- GIVEN PROBLEM -
Turn the lines of the records below, starting at the line that contains "the striped shirt?" and ending at the line that contains "[501,346,762,408]" (both included), into a numbered list that omits blank lines.

-- RECORD LIST start --

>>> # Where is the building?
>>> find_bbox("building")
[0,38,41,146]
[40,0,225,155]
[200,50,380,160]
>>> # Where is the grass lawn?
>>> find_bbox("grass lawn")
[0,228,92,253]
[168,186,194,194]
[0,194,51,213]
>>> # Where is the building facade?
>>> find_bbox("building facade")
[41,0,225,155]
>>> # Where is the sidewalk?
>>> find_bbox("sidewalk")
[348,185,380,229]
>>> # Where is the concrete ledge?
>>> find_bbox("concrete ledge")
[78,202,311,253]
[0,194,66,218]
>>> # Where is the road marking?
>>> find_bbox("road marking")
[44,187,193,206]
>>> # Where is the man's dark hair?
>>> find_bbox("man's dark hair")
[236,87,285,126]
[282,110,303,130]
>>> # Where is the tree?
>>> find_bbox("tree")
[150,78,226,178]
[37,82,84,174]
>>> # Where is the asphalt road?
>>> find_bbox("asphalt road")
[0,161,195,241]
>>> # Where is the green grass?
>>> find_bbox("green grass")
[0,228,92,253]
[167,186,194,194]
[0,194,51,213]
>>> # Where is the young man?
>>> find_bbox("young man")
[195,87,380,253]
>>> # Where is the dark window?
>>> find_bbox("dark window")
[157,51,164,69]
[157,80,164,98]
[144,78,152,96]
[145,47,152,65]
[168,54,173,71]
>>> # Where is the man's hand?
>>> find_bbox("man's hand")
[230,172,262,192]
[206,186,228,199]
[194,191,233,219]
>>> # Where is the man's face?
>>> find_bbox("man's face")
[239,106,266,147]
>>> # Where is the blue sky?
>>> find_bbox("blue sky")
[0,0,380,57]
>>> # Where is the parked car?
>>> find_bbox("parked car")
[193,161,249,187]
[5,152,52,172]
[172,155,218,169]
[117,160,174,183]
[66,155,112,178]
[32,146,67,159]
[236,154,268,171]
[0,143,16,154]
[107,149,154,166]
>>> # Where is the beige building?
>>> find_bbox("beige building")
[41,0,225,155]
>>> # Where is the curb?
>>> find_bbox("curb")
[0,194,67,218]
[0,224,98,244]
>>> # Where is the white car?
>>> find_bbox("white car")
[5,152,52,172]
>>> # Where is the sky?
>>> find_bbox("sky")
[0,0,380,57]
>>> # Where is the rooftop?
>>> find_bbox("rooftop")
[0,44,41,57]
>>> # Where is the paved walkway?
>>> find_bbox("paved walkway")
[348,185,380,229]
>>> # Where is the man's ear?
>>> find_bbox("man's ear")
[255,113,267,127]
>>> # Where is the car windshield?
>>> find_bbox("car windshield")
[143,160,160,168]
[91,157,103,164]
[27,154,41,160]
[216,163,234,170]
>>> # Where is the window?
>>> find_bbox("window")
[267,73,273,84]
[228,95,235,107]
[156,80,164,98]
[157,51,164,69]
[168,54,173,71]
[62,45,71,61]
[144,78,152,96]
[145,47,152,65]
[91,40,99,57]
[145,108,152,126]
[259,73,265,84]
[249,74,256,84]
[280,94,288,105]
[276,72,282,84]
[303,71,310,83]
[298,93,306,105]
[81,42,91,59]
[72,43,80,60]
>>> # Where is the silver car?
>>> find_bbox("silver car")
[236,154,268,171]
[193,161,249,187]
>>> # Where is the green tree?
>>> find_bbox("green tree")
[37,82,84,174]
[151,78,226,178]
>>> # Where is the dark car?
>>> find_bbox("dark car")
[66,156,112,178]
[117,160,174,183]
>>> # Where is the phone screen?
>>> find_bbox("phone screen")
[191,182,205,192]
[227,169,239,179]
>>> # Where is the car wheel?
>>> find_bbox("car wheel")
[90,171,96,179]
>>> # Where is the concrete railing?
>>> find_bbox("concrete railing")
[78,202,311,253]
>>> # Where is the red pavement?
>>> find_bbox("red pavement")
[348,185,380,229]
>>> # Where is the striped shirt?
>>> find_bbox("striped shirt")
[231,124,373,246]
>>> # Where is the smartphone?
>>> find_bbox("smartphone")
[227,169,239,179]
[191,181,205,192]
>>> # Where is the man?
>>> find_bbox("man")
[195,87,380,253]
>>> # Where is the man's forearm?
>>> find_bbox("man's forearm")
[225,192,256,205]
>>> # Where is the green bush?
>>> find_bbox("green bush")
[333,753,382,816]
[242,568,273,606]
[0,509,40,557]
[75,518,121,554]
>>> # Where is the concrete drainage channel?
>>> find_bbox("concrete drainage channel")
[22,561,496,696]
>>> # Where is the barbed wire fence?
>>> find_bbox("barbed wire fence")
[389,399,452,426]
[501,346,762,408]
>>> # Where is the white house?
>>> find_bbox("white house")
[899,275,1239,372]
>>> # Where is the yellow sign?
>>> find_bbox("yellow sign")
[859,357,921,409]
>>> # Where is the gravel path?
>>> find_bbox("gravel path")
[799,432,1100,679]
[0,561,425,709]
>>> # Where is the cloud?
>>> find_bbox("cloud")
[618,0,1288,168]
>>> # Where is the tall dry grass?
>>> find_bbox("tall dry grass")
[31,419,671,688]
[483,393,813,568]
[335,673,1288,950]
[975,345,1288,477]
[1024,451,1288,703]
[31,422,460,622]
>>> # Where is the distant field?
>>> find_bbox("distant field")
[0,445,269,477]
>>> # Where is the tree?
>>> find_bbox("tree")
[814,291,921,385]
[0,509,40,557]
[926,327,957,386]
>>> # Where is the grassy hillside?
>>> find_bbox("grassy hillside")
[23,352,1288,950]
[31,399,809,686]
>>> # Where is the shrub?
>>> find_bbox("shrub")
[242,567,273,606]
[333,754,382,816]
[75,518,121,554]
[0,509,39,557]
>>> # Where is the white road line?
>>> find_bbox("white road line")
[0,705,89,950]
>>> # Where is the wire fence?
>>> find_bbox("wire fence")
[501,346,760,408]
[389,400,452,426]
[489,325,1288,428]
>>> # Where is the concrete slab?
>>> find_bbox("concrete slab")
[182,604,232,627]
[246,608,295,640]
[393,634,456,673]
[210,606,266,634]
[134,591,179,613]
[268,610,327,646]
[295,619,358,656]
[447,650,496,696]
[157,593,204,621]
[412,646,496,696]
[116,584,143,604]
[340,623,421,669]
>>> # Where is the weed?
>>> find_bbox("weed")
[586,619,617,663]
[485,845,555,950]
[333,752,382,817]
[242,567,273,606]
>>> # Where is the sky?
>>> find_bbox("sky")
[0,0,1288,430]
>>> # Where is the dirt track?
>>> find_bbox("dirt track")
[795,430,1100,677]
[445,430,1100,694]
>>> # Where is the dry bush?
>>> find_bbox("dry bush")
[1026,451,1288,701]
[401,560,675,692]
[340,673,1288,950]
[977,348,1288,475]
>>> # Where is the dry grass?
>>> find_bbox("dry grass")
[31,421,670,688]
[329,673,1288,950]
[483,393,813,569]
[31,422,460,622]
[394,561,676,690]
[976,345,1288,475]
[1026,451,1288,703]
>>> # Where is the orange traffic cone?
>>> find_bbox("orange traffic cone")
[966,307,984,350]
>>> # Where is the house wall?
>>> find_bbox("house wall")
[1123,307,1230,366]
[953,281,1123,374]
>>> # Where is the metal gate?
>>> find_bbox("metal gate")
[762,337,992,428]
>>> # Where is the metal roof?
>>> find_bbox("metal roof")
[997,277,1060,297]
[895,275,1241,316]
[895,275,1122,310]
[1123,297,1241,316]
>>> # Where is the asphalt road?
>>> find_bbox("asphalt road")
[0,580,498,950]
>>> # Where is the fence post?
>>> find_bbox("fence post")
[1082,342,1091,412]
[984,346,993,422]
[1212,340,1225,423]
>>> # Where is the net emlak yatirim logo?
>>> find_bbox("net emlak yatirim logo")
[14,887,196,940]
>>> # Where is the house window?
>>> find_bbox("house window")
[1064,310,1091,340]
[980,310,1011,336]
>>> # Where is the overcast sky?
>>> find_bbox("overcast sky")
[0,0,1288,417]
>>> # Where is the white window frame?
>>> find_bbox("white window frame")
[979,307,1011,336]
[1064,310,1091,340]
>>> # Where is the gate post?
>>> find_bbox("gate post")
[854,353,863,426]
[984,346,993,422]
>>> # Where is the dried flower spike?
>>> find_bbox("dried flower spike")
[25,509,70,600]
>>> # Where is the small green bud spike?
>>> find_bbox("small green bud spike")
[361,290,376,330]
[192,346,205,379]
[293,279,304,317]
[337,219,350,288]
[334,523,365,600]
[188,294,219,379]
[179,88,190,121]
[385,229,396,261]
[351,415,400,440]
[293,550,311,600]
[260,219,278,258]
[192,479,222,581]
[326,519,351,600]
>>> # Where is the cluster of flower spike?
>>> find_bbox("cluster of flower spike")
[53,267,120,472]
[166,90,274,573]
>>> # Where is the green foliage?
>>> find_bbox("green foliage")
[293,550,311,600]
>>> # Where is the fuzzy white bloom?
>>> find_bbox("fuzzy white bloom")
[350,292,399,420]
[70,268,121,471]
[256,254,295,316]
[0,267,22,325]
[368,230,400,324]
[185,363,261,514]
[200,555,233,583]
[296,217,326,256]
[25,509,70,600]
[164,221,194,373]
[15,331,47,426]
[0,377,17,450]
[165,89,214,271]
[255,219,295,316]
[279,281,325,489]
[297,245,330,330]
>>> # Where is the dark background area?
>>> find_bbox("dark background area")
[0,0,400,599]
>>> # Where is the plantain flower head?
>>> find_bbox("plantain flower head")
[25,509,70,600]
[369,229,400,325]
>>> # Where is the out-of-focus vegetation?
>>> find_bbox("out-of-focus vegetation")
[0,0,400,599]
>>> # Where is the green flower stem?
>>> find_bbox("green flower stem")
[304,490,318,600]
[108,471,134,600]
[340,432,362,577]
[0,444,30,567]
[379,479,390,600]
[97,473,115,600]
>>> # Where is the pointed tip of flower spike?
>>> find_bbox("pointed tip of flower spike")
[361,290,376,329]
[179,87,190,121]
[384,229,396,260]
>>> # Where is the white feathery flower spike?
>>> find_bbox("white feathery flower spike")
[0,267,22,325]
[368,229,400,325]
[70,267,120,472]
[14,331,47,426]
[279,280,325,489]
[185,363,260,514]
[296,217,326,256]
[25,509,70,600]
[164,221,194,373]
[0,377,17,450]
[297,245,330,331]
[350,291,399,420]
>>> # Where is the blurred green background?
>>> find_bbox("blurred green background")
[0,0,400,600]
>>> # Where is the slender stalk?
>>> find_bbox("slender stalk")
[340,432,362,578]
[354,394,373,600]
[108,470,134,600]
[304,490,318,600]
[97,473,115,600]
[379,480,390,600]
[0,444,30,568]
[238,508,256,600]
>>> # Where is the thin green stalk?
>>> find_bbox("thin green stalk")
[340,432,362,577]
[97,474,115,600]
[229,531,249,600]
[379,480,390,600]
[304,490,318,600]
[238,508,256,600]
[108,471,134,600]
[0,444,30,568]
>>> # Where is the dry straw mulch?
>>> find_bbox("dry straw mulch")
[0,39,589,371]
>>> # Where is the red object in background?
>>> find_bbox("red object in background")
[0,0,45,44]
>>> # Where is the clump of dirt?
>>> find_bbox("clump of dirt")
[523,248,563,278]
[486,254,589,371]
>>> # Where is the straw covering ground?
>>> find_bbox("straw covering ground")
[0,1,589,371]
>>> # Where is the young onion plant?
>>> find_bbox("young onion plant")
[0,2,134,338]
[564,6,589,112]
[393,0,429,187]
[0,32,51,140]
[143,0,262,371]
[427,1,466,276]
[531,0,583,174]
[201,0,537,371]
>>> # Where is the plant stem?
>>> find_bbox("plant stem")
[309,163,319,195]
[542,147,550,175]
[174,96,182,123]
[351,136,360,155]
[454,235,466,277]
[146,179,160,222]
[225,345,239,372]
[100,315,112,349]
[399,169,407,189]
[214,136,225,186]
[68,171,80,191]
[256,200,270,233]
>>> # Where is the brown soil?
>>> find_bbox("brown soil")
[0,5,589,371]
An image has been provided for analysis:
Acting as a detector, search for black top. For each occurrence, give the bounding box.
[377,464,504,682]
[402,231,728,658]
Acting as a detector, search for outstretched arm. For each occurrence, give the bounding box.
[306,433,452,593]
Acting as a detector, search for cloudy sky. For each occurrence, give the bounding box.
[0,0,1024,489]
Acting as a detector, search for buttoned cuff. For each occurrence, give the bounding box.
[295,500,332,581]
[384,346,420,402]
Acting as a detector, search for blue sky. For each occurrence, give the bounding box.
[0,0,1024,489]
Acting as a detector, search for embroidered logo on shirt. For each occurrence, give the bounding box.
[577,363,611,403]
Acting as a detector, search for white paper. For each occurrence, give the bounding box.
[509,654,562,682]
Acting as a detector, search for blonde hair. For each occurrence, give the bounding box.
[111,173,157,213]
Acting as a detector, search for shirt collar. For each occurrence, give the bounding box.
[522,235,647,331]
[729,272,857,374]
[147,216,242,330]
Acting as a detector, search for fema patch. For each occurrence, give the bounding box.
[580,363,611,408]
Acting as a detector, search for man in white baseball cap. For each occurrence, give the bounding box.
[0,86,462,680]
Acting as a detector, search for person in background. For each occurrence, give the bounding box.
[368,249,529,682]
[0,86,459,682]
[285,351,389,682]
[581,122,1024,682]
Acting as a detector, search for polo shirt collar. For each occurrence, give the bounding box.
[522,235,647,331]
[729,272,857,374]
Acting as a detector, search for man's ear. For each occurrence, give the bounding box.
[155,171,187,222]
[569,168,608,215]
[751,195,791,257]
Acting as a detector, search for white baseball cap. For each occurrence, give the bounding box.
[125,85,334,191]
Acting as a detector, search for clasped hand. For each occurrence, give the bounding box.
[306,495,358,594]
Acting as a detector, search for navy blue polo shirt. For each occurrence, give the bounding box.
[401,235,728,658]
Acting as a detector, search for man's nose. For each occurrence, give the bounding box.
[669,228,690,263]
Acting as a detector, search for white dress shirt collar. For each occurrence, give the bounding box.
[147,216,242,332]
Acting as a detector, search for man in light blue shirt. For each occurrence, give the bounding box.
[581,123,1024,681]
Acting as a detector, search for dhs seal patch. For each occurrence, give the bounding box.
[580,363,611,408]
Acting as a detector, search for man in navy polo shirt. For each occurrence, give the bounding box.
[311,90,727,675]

-- RECORD LIST end --

- RESPONSE FOR THIS EXERCISE -
1. >>> # Where is the striped shirt?
2. >>> find_bbox("striped shirt")
3. [231,124,373,246]
4. >>> # Where is the smartphone?
5. >>> find_bbox("smartphone")
6. [227,169,239,179]
7. [191,181,205,192]
8. >>> # Where is the man?
9. >>> find_bbox("man")
10. [195,87,380,253]
11. >>> # Where is the man's forearm?
12. >>> find_bbox("man's forearm")
13. [225,192,256,205]
14. >>> # Where is the green bush?
15. >>> find_bbox("green bush")
16. [333,753,382,816]
17. [242,568,273,606]
18. [0,509,40,557]
19. [75,518,121,554]
20. >>> # Where is the concrete drainage channel?
21. >>> find_bbox("concrete drainage channel")
22. [22,561,496,696]
23. >>> # Where is the barbed wire fence?
24. >>> find_bbox("barbed wire fence")
25. [389,399,452,426]
26. [501,346,762,408]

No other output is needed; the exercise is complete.